> _Problem to work on_: Report how many lines in the entries below contain the string "tree", with letter case taken into account. Give only the number.

> _Records provided_:
----------

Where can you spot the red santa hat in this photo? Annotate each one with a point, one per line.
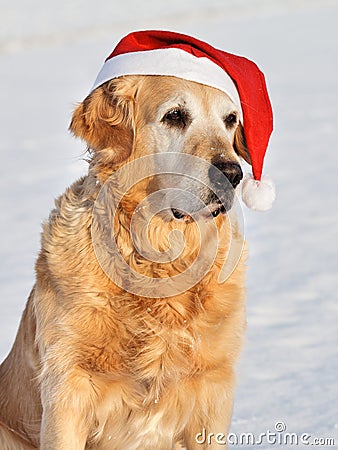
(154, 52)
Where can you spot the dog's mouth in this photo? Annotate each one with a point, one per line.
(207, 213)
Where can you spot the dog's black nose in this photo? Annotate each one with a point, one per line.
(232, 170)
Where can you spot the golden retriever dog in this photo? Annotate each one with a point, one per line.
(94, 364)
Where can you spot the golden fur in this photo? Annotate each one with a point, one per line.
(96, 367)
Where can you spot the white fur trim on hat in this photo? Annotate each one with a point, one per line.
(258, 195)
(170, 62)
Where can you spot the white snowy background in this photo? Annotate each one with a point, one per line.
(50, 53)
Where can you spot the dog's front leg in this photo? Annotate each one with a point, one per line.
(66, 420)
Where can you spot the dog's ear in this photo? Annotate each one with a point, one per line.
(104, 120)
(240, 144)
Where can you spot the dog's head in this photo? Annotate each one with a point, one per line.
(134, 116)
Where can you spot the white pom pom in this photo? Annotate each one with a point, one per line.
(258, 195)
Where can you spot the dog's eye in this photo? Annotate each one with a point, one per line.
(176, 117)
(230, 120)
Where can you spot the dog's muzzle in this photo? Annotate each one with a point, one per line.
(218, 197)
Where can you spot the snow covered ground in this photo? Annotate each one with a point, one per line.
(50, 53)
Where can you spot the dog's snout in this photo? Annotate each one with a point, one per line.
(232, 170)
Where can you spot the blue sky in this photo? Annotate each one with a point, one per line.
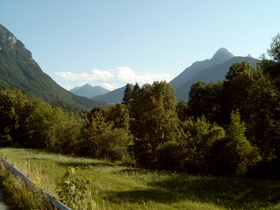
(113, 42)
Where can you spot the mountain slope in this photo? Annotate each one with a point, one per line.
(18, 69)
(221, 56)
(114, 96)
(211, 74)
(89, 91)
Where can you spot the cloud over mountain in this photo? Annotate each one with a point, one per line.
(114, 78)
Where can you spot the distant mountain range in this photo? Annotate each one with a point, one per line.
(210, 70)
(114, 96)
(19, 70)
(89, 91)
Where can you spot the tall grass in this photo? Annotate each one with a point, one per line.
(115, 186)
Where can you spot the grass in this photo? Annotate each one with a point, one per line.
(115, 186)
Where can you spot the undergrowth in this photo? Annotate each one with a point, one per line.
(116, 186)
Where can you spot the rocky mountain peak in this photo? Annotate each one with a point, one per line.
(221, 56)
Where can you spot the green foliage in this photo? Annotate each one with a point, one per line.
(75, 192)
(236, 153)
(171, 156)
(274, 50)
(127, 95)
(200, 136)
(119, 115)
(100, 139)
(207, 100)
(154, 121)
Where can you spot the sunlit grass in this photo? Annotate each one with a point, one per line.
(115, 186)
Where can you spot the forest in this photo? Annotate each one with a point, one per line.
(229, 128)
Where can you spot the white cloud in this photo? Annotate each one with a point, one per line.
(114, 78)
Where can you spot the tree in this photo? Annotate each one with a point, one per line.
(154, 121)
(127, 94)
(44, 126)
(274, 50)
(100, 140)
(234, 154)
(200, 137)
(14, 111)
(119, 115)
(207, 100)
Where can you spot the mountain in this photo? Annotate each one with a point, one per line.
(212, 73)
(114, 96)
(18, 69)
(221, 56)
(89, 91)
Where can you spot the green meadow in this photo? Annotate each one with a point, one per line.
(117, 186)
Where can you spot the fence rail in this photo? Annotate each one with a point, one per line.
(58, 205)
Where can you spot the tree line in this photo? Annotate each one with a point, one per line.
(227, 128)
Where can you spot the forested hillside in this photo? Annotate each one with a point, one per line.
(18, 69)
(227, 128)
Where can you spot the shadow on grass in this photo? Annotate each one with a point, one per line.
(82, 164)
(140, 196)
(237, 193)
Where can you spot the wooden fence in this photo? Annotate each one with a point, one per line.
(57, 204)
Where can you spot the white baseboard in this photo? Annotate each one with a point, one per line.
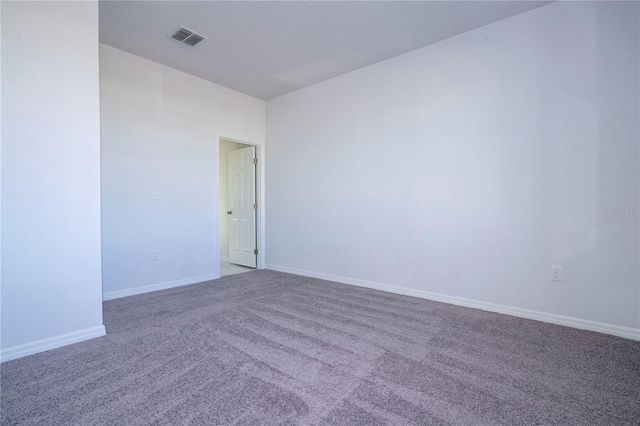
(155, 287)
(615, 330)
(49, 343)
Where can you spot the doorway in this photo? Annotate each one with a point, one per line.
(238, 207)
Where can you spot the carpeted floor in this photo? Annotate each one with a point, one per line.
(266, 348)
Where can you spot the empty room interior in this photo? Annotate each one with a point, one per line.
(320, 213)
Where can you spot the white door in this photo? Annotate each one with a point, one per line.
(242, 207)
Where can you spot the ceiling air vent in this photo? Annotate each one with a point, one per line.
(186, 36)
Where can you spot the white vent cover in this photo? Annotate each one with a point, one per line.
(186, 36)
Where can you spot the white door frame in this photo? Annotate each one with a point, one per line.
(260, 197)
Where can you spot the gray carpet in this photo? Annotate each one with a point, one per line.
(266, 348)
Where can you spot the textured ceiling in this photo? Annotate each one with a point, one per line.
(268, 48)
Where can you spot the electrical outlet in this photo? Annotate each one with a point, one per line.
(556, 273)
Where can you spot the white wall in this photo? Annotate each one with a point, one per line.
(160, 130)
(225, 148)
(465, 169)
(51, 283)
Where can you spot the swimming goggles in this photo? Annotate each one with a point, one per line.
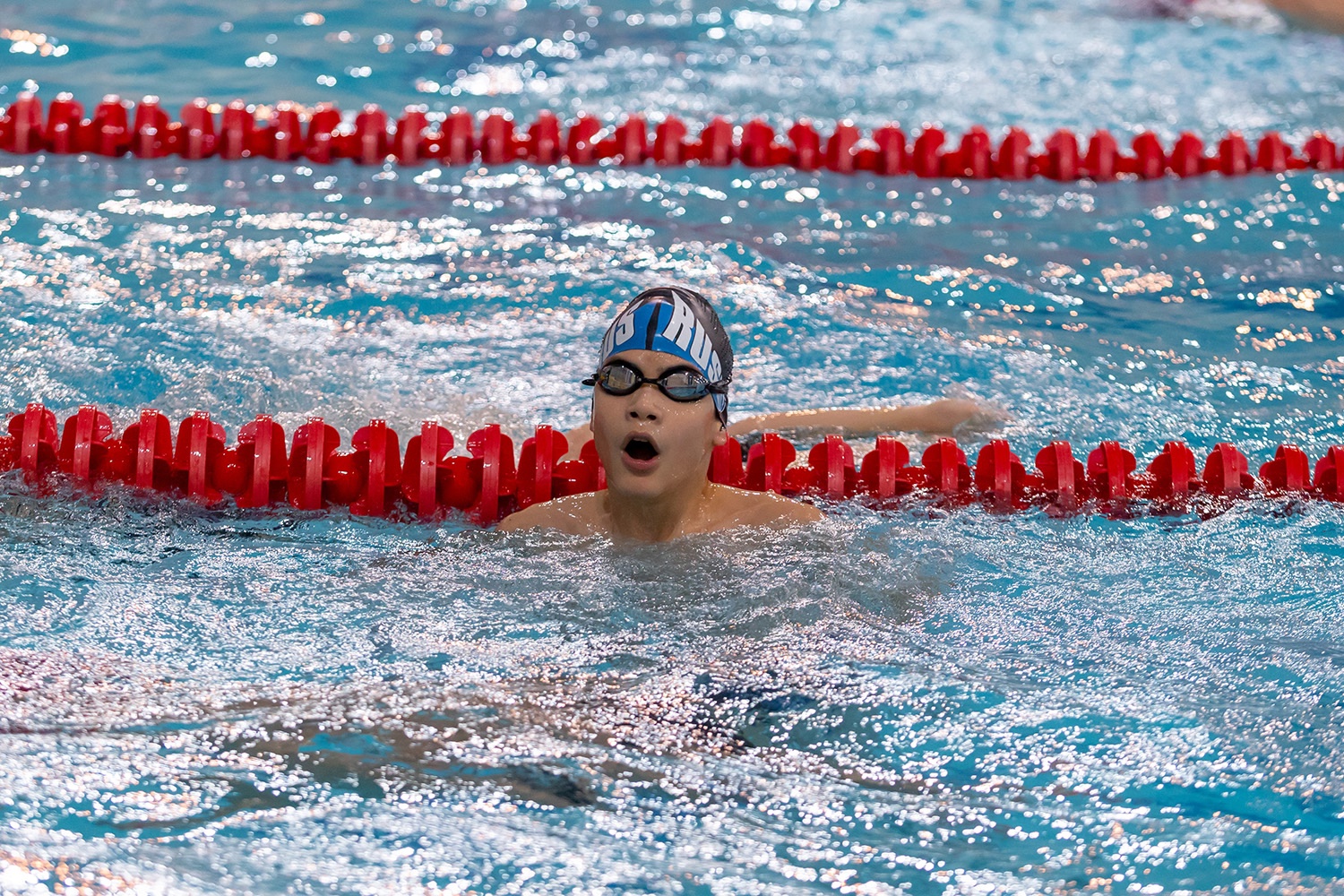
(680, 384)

----------

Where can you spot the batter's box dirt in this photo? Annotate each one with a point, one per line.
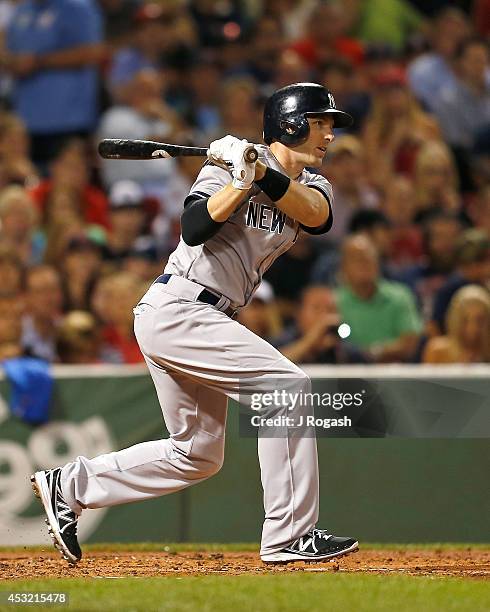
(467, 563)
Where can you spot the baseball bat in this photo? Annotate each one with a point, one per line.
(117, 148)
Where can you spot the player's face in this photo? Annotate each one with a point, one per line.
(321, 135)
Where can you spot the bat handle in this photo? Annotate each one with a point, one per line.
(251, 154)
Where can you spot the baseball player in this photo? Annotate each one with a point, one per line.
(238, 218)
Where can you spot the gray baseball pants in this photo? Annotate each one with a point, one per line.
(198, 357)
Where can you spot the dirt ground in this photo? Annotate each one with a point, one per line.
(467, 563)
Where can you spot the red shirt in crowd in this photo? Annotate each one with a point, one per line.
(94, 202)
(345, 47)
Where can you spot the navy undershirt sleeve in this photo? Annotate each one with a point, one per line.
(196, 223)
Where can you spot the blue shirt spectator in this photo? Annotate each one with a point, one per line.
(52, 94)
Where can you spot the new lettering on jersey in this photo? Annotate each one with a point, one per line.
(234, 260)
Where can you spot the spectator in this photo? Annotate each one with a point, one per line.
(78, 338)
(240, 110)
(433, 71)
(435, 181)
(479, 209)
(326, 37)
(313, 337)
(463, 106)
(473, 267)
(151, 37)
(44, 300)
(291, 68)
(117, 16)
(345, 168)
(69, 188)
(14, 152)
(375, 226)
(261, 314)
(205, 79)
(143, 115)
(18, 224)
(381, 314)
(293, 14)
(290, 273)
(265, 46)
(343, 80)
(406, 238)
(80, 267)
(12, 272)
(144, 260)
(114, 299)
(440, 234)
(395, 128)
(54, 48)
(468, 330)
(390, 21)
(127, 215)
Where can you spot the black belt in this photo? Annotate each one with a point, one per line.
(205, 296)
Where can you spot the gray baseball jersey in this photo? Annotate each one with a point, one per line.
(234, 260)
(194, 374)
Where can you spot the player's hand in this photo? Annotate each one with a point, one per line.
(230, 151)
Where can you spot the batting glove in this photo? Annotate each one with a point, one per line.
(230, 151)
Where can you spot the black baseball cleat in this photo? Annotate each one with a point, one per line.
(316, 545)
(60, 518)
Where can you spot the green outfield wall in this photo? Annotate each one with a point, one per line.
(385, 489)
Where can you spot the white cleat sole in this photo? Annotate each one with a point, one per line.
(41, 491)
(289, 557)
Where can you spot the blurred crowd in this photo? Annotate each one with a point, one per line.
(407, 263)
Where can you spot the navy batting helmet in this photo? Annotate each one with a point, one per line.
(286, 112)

----------

> _Solution_: 2